++++ Recorded information

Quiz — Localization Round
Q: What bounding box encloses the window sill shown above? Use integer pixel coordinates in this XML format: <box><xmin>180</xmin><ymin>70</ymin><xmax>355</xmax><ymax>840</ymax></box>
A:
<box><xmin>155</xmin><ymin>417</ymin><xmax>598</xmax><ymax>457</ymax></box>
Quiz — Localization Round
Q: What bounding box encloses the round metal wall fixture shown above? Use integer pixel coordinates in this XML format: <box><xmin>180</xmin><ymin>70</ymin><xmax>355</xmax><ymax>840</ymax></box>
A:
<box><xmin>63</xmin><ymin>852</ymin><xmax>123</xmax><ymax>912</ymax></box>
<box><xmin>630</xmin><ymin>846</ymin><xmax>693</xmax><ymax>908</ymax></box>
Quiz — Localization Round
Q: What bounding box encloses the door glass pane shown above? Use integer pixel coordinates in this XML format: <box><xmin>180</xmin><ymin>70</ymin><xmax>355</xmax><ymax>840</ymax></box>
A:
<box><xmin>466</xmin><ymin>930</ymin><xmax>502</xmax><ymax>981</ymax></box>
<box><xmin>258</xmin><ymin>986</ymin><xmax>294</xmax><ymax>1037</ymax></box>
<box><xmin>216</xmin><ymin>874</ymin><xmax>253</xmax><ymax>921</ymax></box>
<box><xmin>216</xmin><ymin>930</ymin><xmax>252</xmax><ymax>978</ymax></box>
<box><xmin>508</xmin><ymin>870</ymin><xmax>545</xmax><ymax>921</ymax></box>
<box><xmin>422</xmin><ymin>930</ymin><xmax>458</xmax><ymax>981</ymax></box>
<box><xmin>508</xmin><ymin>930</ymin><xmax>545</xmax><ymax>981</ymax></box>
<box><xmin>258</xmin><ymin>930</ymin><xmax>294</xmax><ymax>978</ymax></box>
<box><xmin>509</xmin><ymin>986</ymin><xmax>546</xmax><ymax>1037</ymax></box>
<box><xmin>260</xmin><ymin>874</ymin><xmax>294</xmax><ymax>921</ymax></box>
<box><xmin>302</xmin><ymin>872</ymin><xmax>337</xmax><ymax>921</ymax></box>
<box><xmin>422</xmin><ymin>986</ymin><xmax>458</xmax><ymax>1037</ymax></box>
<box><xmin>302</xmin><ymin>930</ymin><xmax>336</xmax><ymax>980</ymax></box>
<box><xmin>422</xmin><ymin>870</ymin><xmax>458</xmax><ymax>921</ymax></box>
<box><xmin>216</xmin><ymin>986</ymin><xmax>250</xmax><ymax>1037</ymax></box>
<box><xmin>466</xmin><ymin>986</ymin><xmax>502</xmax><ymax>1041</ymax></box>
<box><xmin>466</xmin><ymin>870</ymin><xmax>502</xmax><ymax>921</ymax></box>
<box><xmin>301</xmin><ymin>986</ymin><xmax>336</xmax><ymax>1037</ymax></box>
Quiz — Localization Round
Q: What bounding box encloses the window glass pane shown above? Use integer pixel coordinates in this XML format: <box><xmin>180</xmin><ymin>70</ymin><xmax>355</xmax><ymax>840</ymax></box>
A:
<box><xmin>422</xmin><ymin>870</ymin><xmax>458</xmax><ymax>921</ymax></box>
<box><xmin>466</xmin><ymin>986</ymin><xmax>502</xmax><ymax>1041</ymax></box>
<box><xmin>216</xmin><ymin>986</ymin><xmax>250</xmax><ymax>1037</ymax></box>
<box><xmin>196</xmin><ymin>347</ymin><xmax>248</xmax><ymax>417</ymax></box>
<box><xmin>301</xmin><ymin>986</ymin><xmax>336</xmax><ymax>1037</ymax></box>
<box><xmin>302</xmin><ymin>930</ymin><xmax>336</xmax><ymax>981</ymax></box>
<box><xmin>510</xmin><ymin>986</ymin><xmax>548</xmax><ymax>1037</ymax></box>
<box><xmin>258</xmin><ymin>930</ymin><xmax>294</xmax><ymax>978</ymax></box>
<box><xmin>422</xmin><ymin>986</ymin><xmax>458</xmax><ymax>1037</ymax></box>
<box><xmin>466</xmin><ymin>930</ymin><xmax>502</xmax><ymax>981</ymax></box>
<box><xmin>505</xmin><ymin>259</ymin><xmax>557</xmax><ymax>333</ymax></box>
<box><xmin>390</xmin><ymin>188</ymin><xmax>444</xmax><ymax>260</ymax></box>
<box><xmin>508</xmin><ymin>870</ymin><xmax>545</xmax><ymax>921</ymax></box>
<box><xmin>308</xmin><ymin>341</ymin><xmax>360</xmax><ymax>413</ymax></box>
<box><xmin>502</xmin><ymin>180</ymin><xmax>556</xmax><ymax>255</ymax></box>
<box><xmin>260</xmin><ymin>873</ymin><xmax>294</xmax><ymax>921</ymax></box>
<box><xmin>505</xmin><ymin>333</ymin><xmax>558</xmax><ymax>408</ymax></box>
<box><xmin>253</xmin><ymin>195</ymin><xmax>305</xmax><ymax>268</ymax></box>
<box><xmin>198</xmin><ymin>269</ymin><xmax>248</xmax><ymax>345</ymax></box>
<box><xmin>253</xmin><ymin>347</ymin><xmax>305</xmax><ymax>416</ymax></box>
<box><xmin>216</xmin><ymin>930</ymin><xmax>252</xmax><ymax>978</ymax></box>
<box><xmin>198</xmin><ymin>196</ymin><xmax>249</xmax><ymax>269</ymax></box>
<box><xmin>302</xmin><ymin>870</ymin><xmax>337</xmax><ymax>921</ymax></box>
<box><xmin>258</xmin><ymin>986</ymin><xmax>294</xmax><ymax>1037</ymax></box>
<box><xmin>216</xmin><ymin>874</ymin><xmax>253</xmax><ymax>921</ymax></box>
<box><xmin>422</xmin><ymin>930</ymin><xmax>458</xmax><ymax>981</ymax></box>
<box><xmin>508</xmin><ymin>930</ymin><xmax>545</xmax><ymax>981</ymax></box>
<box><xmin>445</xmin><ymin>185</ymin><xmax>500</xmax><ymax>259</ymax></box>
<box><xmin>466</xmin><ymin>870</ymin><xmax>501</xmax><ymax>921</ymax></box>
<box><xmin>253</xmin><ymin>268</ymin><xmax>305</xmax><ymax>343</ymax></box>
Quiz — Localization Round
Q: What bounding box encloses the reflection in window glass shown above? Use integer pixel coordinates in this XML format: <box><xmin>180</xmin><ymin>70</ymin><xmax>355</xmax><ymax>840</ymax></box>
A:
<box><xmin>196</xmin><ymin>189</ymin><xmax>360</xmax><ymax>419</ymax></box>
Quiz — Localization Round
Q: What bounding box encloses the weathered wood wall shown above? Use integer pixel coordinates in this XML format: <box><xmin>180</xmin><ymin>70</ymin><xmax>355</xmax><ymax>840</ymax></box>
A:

++++++++

[What you have to do]: How many lines of the data above contain the string "pane"? Reply with the number only.

[Result of the task]: 2